- **Your goal**: From the lines below, copy out each one that contains the word "every", leaving the rest out.

_ _ _ _ _ _ _

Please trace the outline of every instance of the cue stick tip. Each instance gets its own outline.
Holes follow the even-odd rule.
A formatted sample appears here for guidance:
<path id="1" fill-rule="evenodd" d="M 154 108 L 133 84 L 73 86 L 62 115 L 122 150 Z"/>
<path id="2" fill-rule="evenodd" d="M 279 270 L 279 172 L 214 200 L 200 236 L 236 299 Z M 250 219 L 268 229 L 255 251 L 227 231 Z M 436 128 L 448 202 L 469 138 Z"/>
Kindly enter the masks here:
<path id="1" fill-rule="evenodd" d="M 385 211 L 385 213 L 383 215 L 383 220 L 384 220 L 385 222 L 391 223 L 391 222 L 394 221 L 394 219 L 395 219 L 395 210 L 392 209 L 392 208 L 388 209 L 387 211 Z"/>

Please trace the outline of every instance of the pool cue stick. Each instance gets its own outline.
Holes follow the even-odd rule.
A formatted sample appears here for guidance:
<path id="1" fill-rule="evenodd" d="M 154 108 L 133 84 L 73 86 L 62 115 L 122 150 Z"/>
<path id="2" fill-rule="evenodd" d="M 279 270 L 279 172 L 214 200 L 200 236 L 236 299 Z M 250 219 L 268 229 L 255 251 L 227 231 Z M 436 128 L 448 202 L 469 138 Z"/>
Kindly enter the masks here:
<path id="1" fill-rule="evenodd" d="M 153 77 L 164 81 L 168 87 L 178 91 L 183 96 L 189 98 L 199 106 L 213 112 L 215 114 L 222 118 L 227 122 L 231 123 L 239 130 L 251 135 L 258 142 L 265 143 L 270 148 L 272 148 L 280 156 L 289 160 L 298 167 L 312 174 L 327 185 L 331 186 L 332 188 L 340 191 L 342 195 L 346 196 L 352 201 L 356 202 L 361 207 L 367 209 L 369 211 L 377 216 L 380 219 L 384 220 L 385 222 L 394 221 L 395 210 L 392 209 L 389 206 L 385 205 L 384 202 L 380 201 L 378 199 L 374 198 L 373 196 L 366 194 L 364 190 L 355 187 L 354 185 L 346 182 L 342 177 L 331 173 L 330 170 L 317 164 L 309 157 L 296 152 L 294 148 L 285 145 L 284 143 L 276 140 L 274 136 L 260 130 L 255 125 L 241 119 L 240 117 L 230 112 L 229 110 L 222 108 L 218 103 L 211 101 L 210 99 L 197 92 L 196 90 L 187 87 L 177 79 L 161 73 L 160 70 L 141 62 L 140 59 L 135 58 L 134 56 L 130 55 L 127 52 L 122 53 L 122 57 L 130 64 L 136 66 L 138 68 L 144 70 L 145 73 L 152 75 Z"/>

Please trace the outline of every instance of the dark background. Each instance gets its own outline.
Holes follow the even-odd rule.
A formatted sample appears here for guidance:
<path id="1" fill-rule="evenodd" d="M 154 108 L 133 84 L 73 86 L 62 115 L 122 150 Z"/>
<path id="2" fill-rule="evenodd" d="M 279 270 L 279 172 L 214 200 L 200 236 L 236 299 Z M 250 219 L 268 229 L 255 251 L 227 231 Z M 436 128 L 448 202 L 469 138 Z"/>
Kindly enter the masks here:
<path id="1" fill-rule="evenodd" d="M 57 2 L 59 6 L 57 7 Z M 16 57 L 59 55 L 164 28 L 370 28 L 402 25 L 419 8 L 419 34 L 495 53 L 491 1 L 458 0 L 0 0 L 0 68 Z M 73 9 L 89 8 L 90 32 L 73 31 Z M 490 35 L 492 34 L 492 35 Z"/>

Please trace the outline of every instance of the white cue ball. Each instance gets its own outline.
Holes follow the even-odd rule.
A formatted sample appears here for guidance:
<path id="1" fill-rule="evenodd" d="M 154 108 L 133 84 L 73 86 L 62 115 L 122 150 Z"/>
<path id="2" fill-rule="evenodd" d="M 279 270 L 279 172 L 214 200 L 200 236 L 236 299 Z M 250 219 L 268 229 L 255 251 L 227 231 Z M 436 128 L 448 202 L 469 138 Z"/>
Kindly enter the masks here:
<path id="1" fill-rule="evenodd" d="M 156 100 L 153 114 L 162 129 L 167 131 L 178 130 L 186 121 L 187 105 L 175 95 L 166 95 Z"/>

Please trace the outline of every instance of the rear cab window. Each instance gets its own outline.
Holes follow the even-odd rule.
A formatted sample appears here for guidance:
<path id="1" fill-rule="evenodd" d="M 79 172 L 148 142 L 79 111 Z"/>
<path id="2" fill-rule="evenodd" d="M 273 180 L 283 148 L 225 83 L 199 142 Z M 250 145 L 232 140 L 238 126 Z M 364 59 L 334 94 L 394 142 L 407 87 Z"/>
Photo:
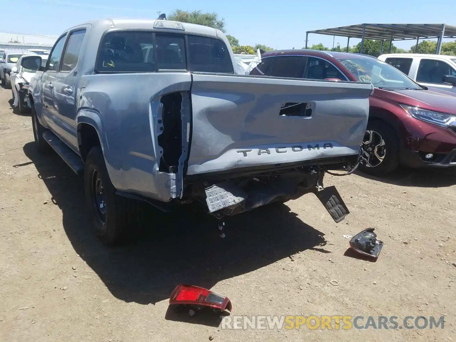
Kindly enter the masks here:
<path id="1" fill-rule="evenodd" d="M 390 57 L 385 60 L 385 62 L 390 65 L 392 65 L 396 69 L 404 73 L 406 75 L 409 74 L 410 67 L 412 66 L 413 58 L 405 58 Z"/>
<path id="2" fill-rule="evenodd" d="M 108 32 L 102 39 L 95 64 L 98 73 L 161 70 L 234 73 L 231 57 L 222 40 L 152 31 Z"/>

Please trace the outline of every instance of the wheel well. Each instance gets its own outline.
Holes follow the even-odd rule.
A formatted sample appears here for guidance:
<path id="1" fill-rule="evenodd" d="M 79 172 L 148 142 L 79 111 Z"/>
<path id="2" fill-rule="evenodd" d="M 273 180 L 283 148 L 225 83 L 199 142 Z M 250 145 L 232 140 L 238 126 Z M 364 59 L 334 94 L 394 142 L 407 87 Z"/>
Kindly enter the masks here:
<path id="1" fill-rule="evenodd" d="M 84 163 L 90 149 L 96 146 L 101 145 L 97 130 L 88 124 L 80 124 L 78 125 L 78 141 L 81 158 Z"/>
<path id="2" fill-rule="evenodd" d="M 393 118 L 393 116 L 394 118 Z M 394 114 L 386 111 L 372 109 L 369 111 L 369 122 L 378 121 L 387 124 L 391 128 L 398 139 L 399 140 L 400 131 L 396 122 L 396 120 L 394 119 L 396 118 L 396 117 L 394 116 Z"/>

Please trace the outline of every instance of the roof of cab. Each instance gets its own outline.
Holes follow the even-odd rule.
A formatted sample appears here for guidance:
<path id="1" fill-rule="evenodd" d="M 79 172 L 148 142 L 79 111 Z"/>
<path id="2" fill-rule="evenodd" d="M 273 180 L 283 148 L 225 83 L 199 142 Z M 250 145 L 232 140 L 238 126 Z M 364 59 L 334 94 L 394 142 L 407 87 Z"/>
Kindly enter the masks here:
<path id="1" fill-rule="evenodd" d="M 366 57 L 375 58 L 376 57 L 363 53 L 355 53 L 353 52 L 344 52 L 336 51 L 322 51 L 319 50 L 311 50 L 310 49 L 293 49 L 291 50 L 276 50 L 272 51 L 266 51 L 262 54 L 262 56 L 278 56 L 280 54 L 287 55 L 301 55 L 306 52 L 312 52 L 313 54 L 324 55 L 332 57 L 335 58 L 349 58 L 357 57 Z"/>
<path id="2" fill-rule="evenodd" d="M 32 51 L 29 51 L 28 50 L 26 50 L 25 49 L 7 49 L 4 51 L 3 52 L 6 53 L 6 55 L 9 55 L 10 54 L 22 54 L 23 55 L 36 55 L 37 54 L 33 52 Z"/>
<path id="3" fill-rule="evenodd" d="M 406 58 L 407 57 L 409 57 L 409 58 L 412 57 L 430 57 L 432 58 L 439 58 L 441 59 L 454 59 L 456 58 L 456 56 L 454 56 L 426 53 L 384 53 L 383 55 L 380 55 L 379 56 L 379 58 L 380 57 L 384 57 L 385 58 L 387 58 L 388 57 L 403 57 Z"/>
<path id="4" fill-rule="evenodd" d="M 77 26 L 73 26 L 67 31 L 72 30 L 74 27 L 81 26 L 83 25 L 90 24 L 94 28 L 101 28 L 110 26 L 113 28 L 132 28 L 132 29 L 153 29 L 154 24 L 156 21 L 163 21 L 168 22 L 179 22 L 183 26 L 185 31 L 190 33 L 194 33 L 196 34 L 204 34 L 208 36 L 217 36 L 221 35 L 224 35 L 223 32 L 220 30 L 215 29 L 212 27 L 209 27 L 207 26 L 202 25 L 198 25 L 195 24 L 189 24 L 188 23 L 182 23 L 179 21 L 173 21 L 170 20 L 161 20 L 159 19 L 106 19 L 95 20 L 89 22 L 82 23 Z M 165 28 L 164 30 L 166 30 Z M 174 30 L 174 29 L 168 29 Z"/>

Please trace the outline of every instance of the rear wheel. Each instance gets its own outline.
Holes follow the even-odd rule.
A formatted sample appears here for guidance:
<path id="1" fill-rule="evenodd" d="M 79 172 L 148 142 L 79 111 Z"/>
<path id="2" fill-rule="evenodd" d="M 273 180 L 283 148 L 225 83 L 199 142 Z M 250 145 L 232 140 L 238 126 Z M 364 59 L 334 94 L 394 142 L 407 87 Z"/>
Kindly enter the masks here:
<path id="1" fill-rule="evenodd" d="M 399 165 L 399 140 L 393 129 L 379 120 L 368 123 L 363 140 L 363 156 L 358 168 L 366 173 L 384 175 Z"/>
<path id="2" fill-rule="evenodd" d="M 84 170 L 86 199 L 96 235 L 109 245 L 125 240 L 139 217 L 136 201 L 119 196 L 111 182 L 101 148 L 93 147 Z"/>

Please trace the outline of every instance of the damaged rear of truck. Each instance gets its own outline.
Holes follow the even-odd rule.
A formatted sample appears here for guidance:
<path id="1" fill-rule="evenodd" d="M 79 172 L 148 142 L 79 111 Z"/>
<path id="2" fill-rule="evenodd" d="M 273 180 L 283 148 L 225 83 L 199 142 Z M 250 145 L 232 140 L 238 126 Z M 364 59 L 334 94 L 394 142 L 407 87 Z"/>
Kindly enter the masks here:
<path id="1" fill-rule="evenodd" d="M 84 174 L 105 242 L 128 230 L 131 199 L 199 202 L 222 218 L 313 192 L 336 222 L 348 213 L 323 178 L 356 167 L 371 84 L 235 75 L 223 32 L 168 21 L 99 21 L 62 39 L 31 88 L 35 140 Z"/>

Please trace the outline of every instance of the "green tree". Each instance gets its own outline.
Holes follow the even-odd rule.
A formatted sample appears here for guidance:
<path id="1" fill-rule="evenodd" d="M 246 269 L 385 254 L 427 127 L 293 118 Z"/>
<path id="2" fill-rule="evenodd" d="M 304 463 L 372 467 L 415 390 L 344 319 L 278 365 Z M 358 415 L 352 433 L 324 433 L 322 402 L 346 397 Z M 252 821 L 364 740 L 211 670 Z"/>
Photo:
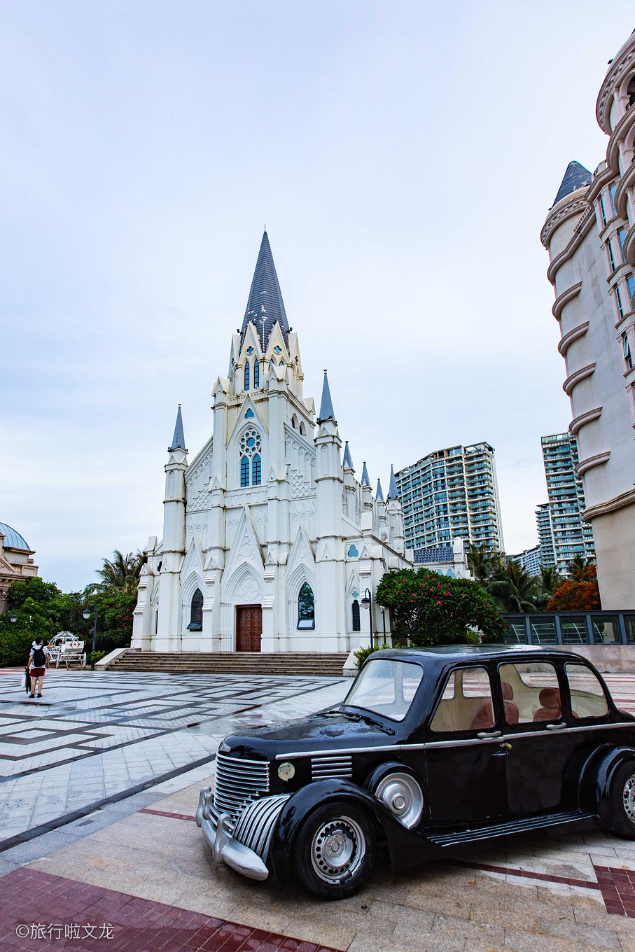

_ _ _ _ _ _ _

- **Task solution**:
Please trace the outline of every instance of the cue stick tip. Each instance gets its own outline.
Please trace the outline of every instance of the pool cue stick. Each instance gets its own outline.
Please trace the outline of every instance of the dark background. Each instance gets its own outline.
Please trace the outline of every instance of the white cue ball. Each instance gets its own outline.
Please trace the outline of every instance of the rear cab window. Each instance gets its own outline.
Please trace the outline of every instance of the wheel well. Each instance gets its own outline.
Please trace the outline of every instance of the roof of cab. Each instance gets its own outline.
Please trace the outline of every instance of the rear wheel. Each instance gets its own outline.
Please trace the outline of every instance of the damaged rear of truck. Each instance gets its own outline.
Please trace the outline of every instance of the "green tree". Each instance gets its own outline.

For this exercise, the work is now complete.